Repeat verbatim the lines of the data below, beginning with the line containing "flower in the photo above." and continuing to the end.

(Pointing and labeling entries)
★ ★ ★
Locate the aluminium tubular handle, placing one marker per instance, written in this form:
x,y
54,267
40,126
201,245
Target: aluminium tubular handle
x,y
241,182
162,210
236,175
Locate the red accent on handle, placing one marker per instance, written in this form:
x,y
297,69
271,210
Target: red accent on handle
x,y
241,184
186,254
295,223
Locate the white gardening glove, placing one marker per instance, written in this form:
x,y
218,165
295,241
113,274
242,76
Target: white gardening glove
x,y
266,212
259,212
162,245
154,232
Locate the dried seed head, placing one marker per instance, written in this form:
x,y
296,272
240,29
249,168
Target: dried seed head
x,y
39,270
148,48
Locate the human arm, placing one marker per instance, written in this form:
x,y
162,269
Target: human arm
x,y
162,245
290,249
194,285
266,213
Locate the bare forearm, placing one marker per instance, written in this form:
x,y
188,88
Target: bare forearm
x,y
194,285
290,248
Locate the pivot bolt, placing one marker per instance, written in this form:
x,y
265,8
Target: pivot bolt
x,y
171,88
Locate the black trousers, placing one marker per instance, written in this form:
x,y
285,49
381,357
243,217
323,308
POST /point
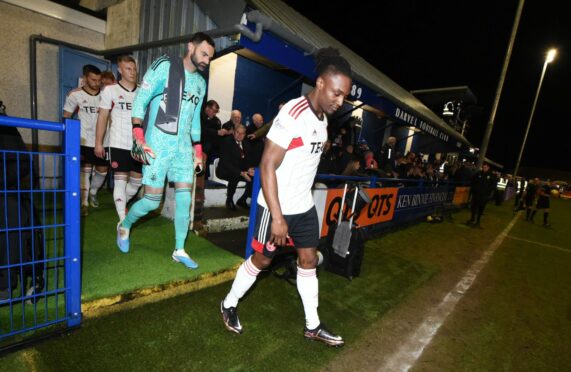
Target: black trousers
x,y
233,180
477,205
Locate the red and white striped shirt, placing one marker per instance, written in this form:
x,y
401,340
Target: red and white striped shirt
x,y
298,129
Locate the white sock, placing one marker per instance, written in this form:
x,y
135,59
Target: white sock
x,y
133,187
245,278
97,180
308,288
85,173
120,197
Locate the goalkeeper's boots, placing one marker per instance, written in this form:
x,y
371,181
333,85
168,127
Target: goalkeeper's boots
x,y
93,200
230,318
122,238
322,334
179,255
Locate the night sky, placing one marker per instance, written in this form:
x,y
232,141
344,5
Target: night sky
x,y
435,44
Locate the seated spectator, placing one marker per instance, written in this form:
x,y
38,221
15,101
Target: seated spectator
x,y
415,172
346,157
264,129
256,144
212,131
235,120
370,165
235,166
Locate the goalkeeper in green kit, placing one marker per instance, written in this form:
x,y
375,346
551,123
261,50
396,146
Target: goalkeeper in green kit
x,y
166,137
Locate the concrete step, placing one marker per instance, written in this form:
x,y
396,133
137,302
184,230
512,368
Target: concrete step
x,y
217,217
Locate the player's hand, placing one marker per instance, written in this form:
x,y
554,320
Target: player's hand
x,y
198,161
140,150
99,151
279,232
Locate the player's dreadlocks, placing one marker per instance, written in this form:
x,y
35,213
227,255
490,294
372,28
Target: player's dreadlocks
x,y
329,60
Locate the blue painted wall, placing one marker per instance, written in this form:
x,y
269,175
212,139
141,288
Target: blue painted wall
x,y
260,89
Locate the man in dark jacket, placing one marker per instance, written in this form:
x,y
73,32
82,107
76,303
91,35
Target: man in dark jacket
x,y
482,186
387,157
236,166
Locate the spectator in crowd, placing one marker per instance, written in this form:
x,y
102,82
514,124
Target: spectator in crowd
x,y
387,156
370,165
353,168
264,129
210,127
235,120
529,196
256,144
346,157
236,166
543,202
84,102
483,185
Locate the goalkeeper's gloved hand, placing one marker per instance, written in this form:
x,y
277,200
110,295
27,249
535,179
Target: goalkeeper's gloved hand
x,y
198,165
140,151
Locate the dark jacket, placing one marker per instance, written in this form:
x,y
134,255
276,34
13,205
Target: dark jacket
x,y
483,185
209,129
232,162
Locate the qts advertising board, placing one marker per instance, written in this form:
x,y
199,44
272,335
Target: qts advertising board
x,y
380,209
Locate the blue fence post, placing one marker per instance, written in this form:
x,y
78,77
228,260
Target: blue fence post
x,y
72,238
253,210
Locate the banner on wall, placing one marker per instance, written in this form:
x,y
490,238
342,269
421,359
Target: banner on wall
x,y
461,195
417,198
380,209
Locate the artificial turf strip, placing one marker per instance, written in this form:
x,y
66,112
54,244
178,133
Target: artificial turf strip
x,y
108,272
186,332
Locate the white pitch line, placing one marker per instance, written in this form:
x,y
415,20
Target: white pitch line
x,y
412,349
541,244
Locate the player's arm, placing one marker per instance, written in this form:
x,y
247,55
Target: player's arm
x,y
152,85
69,106
195,135
271,160
100,130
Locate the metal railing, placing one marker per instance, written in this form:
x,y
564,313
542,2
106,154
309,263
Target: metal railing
x,y
40,267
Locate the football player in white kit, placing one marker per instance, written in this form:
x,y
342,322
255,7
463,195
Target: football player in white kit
x,y
117,99
286,211
84,102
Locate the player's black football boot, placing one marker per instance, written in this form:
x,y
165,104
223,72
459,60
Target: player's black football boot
x,y
322,334
230,318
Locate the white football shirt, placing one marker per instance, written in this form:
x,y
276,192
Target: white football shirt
x,y
119,100
297,129
86,106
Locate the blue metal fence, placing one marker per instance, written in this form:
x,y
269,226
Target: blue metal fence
x,y
40,277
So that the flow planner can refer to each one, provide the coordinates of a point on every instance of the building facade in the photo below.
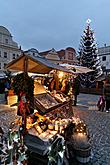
(104, 55)
(67, 55)
(9, 49)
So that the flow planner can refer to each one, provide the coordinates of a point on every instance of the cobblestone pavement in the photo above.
(99, 128)
(98, 124)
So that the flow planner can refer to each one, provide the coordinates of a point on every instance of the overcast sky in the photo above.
(46, 24)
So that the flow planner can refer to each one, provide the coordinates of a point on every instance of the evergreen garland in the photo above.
(22, 82)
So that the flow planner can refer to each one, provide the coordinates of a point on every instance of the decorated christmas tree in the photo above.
(88, 56)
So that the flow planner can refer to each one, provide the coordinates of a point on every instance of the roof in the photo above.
(33, 64)
(5, 31)
(44, 53)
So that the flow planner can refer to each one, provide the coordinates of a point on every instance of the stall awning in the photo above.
(76, 69)
(33, 65)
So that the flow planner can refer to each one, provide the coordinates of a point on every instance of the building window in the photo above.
(5, 54)
(6, 41)
(5, 65)
(70, 56)
(14, 56)
(104, 58)
(33, 54)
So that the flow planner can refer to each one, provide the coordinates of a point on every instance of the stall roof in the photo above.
(34, 64)
(77, 69)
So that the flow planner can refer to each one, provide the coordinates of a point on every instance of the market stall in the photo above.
(53, 113)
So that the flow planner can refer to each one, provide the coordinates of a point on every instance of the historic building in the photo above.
(104, 54)
(67, 55)
(32, 52)
(51, 55)
(9, 49)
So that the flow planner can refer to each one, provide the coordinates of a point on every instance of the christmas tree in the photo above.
(88, 56)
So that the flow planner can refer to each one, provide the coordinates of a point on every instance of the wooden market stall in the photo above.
(53, 110)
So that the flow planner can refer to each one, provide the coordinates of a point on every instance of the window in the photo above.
(14, 56)
(5, 54)
(70, 56)
(104, 58)
(6, 41)
(5, 65)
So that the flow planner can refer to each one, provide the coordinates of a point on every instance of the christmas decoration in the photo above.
(88, 57)
(56, 151)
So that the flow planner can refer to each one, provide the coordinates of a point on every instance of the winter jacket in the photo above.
(106, 91)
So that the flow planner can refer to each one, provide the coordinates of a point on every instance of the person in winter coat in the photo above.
(75, 89)
(106, 91)
(101, 103)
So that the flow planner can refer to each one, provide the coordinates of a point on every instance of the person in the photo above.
(101, 103)
(75, 88)
(106, 91)
(65, 86)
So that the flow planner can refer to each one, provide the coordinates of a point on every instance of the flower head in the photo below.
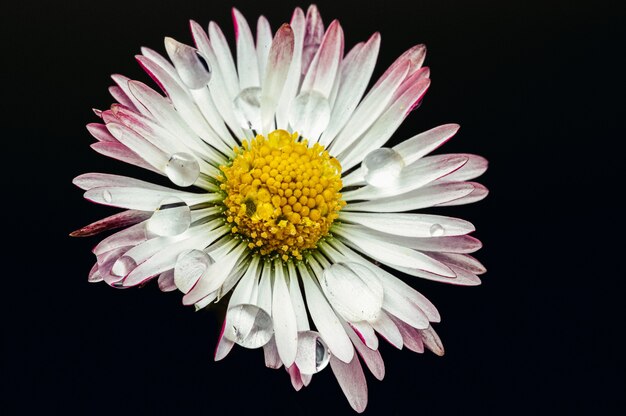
(293, 208)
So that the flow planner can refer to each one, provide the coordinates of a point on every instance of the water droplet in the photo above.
(312, 355)
(248, 325)
(123, 266)
(182, 169)
(248, 108)
(436, 230)
(382, 167)
(173, 217)
(190, 266)
(309, 114)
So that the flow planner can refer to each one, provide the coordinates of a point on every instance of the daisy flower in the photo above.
(283, 202)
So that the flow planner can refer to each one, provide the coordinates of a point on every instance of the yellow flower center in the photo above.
(282, 195)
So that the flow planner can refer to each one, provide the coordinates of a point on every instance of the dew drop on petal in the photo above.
(382, 167)
(248, 325)
(312, 355)
(248, 107)
(123, 266)
(173, 217)
(436, 230)
(309, 114)
(190, 266)
(183, 169)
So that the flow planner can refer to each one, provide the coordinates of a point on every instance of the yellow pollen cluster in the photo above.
(282, 196)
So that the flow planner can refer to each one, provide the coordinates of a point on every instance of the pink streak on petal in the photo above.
(119, 220)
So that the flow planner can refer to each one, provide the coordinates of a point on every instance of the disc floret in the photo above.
(281, 195)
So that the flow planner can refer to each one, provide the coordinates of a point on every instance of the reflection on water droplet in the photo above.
(248, 108)
(123, 266)
(309, 114)
(382, 167)
(248, 325)
(171, 218)
(312, 355)
(436, 230)
(190, 266)
(182, 169)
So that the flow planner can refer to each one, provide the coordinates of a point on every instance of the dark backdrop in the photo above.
(538, 89)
★ ★ ★
Result ::
So that the flow planner can refer to each one, provide the coordinates of a point on every instance of the daisy flower in the photo above.
(283, 202)
So that the flow planner can refer to each one, provide the coordinates of a point on every instance of the yellow flower center in the photo above.
(282, 195)
So that the flow planner can refer to each one, provide the coordinates of a point on every instance of the dew drop on petal in the photo above.
(382, 167)
(248, 325)
(312, 355)
(248, 107)
(123, 266)
(173, 217)
(436, 230)
(309, 114)
(190, 266)
(183, 169)
So that the flow planner can refer to each one, provide the coordinates of a point on every instance of the yellow pollen cluster in the photo above.
(282, 196)
So that the flow planner can refer to each one, provide the coordinates of a point on every instance of the pink streak on petal in the photo above.
(119, 220)
So that the flow planner can refer to each one, provide the coordinates of a point on every instance of the disc floret in the photo above.
(281, 195)
So that the flow planner can refer to each one, provide the coordinates of a point on every instance of the reflection on water droplet in the photo above.
(248, 108)
(123, 266)
(309, 114)
(382, 167)
(248, 325)
(171, 218)
(312, 355)
(436, 230)
(190, 266)
(182, 169)
So that the flow planner can refer to each one, provide the coordinates of a point on every instance of the dark backdrop in the photo above.
(538, 89)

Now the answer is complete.